> TASKS AND EXERCISES
(a) In the article about Fauci's Fox News interview, at which research institute does virologist Kristian Andersen work?
(b) From the article about Fauci's Fox News interview, copy word for word the part that opens with the words containing "The emails, disclosed" and closes with "Information Act request.".
(c) Continue the article about Fauci's Fox News interview from where it stops.

The chief medical adviser to President Joe Biden was pressed during the interview on email comments he made two years ago, claiming the lab leak theory would go away in time, despite evidence and internal expert opinions pointing to the opposite; that the virus came from a lab and not an animal.

It came when the P4 laboratory at the Wuhan Institute of Virology, a biosafety lab in the Chinese city of Wuhan, was widely believed to be where the coronavirus first emerged.

“When you read the email from Kristian Andersen who says … ‘one has to look really closely to see some features [potentially] look engineered,’” said Fox News anchor Bret Baier. “And you say this is a shiny object and it will go away. It does not look like you’re open minded to it.”

“Bret, I know you’re a good person, I’ve known you a long time,” Fauci responded. “If you take a group of emails when people are considering and thinking out loud, and stop there, and don’t look at the weeks of consideration by the same people who wrote the same emails … in published peer review literature, they explain why they thought it was a natural occurrence.”

Controversies

The emails, disclosed by House Republicans in January this year (pdf), however, suggest that Fauci and a small group of top scientists sought to promote the natural origin theory.

Andersen, a virologist at California’s Scripps Research Institute, emailed Fauci in January 2020 about the possibility of the virus being engineered, according to documents released under a Freedom of Information Act request.

He told Fauci, “The unusual features of the virus make up a really small part of the genome [<0.1%] so one has to look really closely at all the sequences to see that some of the features [potentially] look engineered.”

> EXERCISE DATA
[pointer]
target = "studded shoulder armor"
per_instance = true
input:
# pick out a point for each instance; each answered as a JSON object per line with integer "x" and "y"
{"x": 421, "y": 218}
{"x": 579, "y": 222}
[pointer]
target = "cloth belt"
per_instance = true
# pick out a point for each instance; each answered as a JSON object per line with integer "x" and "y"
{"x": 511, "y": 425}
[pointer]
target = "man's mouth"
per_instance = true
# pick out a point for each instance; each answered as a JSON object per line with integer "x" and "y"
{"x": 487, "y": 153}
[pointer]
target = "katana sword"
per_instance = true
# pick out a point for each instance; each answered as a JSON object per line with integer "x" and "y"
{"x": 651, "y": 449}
==
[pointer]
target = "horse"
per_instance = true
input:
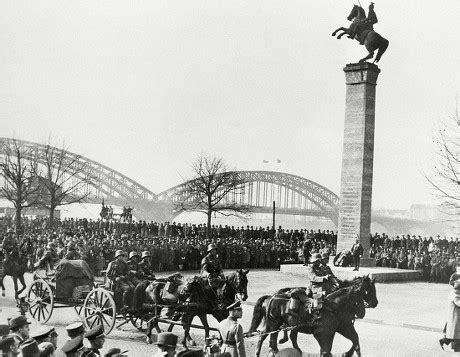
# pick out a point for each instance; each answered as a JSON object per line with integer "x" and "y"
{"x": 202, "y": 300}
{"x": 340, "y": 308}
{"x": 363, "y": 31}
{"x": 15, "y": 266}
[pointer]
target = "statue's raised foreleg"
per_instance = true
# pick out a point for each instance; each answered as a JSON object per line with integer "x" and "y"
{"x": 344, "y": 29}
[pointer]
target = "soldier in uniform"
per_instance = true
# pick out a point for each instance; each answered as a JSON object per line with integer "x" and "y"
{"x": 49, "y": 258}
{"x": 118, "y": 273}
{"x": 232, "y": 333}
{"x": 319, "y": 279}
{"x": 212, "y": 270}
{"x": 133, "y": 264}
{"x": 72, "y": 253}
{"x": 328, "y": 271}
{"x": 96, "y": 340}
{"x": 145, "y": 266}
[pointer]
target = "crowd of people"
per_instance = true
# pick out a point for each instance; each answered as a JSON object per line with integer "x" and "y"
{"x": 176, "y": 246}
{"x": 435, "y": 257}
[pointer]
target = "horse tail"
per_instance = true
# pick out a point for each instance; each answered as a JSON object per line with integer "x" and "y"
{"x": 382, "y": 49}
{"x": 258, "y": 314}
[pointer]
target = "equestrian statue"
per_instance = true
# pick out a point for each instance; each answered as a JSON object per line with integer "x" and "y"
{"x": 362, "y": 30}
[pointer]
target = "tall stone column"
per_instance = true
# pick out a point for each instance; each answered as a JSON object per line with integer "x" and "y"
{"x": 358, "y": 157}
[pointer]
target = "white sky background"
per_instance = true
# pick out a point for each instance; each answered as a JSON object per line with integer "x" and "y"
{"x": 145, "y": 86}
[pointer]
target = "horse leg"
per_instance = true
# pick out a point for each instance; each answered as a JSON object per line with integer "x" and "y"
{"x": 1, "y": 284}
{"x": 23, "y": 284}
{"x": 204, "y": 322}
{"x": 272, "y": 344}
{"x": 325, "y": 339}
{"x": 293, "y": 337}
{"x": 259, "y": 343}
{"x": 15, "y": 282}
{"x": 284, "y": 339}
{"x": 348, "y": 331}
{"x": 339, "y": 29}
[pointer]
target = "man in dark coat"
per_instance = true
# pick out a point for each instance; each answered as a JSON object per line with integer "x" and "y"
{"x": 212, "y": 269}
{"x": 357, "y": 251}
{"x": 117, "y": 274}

> SET OF ANSWERS
(a) The Scripps Research Institute in California.

(b)
The emails, disclosed by House Republicans in January this year (pdf), however, suggest that Fauci and a small group of top scientists sought to promote the natural origin theory.

Andersen, a virologist at California’s Scripps Research Institute, emailed Fauci in January 2020 about the possibility of the virus being engineered, according to documents released under a Freedom of Information Act request.

(c)
Weeks later, Andersen published a study that claimed the virus has a natural origin and reportedly received a National Institutes of Health grant.

Fauci dismissed the lab leak theory in May 2020 in a National Geographic interview, saying the evidence “strongly suggests” a natural origin, but backtracked a year later, claiming he was “not convinced” that the virus developed naturally.

Republicans have vowed to investigate Fauci’s involvement in apparently trying to shut down narratives about the virus possibly leaking from the Wuhan lab, if the party takes control of Congress in November’s midterm elections.

Sen. Rand Paul (R-Ky.) told Fox News on July 20 that Fauci could be forced to testify under oath about the virus’s origins and gain of function research that his office was reportedly conducting at the Wuhan lab.

Fauci has served as a public health expert for more than 50 years and was appointed as part of the Coronavirus Task Force by former President Donald Trump in 2020.

The 81-year-old revealed this week that he would retire before the end of Biden’s term in 2025.